===== EXERCISE INPUT

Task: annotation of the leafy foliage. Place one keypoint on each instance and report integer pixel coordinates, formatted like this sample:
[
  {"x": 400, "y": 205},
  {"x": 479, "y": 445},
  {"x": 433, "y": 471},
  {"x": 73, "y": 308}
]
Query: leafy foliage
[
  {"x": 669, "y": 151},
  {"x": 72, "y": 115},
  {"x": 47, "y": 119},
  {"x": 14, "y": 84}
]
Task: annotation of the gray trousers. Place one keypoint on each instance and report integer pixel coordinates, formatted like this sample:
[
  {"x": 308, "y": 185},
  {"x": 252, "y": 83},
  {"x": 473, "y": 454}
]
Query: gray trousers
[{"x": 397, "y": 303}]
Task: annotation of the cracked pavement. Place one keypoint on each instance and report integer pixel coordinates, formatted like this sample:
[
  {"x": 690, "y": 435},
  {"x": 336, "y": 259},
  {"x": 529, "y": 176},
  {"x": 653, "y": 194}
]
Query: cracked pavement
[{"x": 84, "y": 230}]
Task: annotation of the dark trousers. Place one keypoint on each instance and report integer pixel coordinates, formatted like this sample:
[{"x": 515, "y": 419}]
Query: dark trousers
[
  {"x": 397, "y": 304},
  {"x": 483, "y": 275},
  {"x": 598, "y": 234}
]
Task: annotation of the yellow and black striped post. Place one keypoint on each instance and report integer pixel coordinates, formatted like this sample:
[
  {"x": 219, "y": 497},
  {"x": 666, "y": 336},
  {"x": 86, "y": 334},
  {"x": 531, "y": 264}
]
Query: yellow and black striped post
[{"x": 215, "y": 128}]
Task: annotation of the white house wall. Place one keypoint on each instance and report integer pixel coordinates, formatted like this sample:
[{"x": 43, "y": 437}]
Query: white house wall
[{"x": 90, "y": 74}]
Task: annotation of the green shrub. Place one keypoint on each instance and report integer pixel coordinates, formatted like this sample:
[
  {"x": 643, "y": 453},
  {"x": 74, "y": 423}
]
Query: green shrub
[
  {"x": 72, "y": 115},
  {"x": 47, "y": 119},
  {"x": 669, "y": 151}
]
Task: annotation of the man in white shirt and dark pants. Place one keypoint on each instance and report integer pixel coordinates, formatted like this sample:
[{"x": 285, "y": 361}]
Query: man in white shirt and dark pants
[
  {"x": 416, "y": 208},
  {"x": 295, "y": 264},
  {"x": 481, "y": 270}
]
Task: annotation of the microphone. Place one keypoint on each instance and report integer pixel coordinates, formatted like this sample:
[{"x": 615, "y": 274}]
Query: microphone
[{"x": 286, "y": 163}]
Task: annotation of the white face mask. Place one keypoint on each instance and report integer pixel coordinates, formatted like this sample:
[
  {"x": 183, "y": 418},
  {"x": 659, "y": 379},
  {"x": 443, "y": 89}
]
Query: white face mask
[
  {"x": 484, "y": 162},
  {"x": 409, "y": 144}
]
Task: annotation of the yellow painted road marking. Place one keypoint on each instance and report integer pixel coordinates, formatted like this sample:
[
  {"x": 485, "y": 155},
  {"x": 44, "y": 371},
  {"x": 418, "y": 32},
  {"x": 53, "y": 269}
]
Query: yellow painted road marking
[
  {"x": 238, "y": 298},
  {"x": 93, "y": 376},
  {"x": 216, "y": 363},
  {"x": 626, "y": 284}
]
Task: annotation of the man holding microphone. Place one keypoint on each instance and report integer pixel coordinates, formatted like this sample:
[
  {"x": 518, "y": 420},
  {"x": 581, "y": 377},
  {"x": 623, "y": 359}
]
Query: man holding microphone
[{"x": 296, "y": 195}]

==========

● WHAT THIS TASK INVOLVES
In the lines above, find the word "pixel" and copy each line that contains it.

● TASK SOLUTION
Task: annotation of the leafy foliage. Place one keypoint on each instance and report integer pixel coordinates, formatted like this sample:
Task: annotation of the gray trousers. Place one keypoint on each instance and report integer pixel coordinates, formatted like this sample:
Task: annotation of the cracked pavement. Place one keypoint on each instance and report integer pixel coordinates, formatted like this sample:
Task: annotation of the dark trousers. Place one keypoint on each instance and report integer pixel coordinates, formatted like this sample:
Task: annotation of the yellow and black striped post. Place one keypoint on each instance and report integer pixel coordinates, formatted like this sample:
Task: annotation of the white house wall. Place one keypoint on each instance and report integer pixel coordinates, formatted like this sample:
Task: annotation of the green shrub. Place one keypoint on each instance and report integer pixel coordinates, formatted like this sample:
Task: annotation of the man in white shirt and dark pants. Place one keypoint on each instance and report integer pixel coordinates, formatted like this sample:
Task: annotation of the microphone. Place one keypoint on each instance and report integer pixel coordinates, formatted like this sample:
Task: annotation of the white face mask. Place one keypoint on each instance and report integer pixel coordinates, formatted like this sample:
Task: annotation of the yellow painted road marking. Place one keypoint on each instance and report integer pixel coordinates, formatted like this sample:
Task: annotation of the man holding microphone. Place one keypoint on each instance and report integer pixel coordinates, formatted like this sample:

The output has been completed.